## BEGIN Task material
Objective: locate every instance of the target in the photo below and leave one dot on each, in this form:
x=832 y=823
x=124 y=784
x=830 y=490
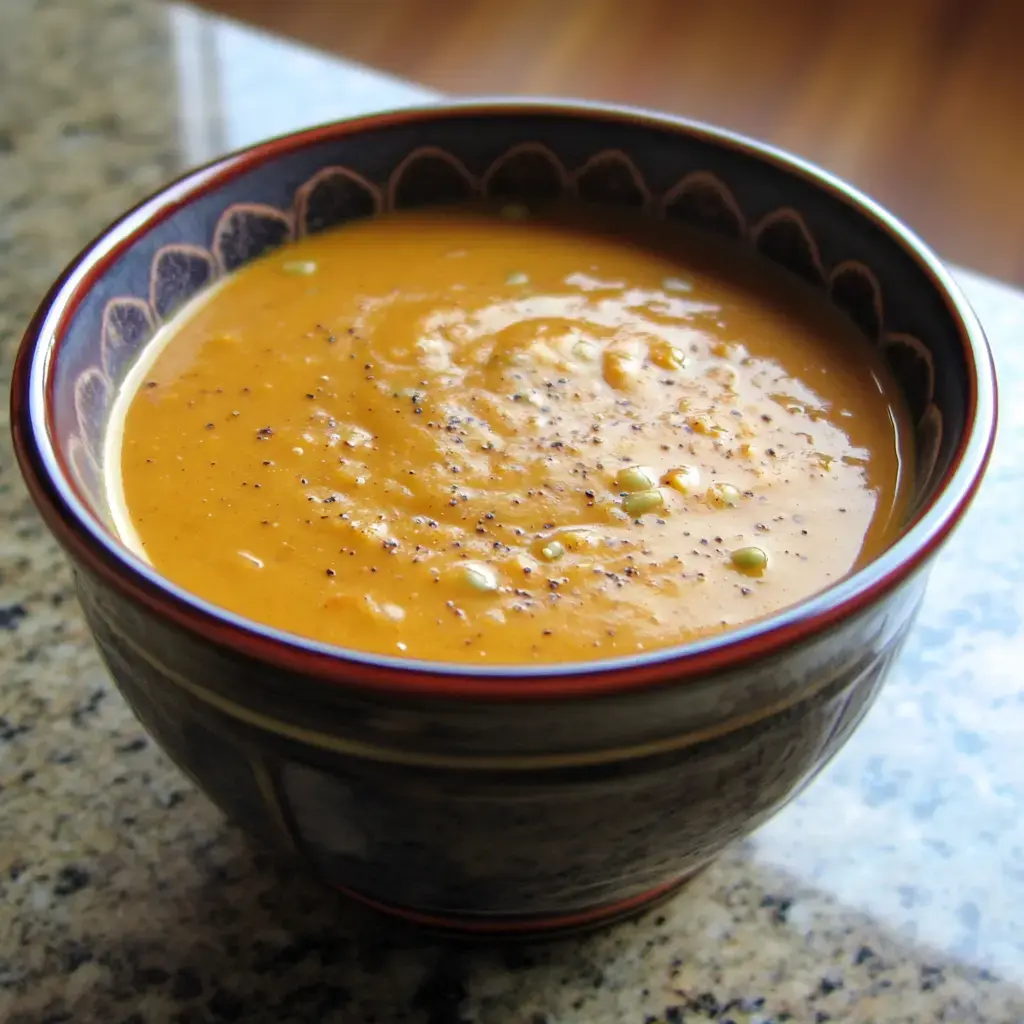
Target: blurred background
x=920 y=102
## END Task material
# [Goal]
Copy the material above word for word, leaving out the picture.

# [Exercise response]
Objective: locate every instance of the target in the photo below and leave one dot on each, in this form:
x=832 y=823
x=124 y=784
x=830 y=490
Target: blurred background
x=920 y=102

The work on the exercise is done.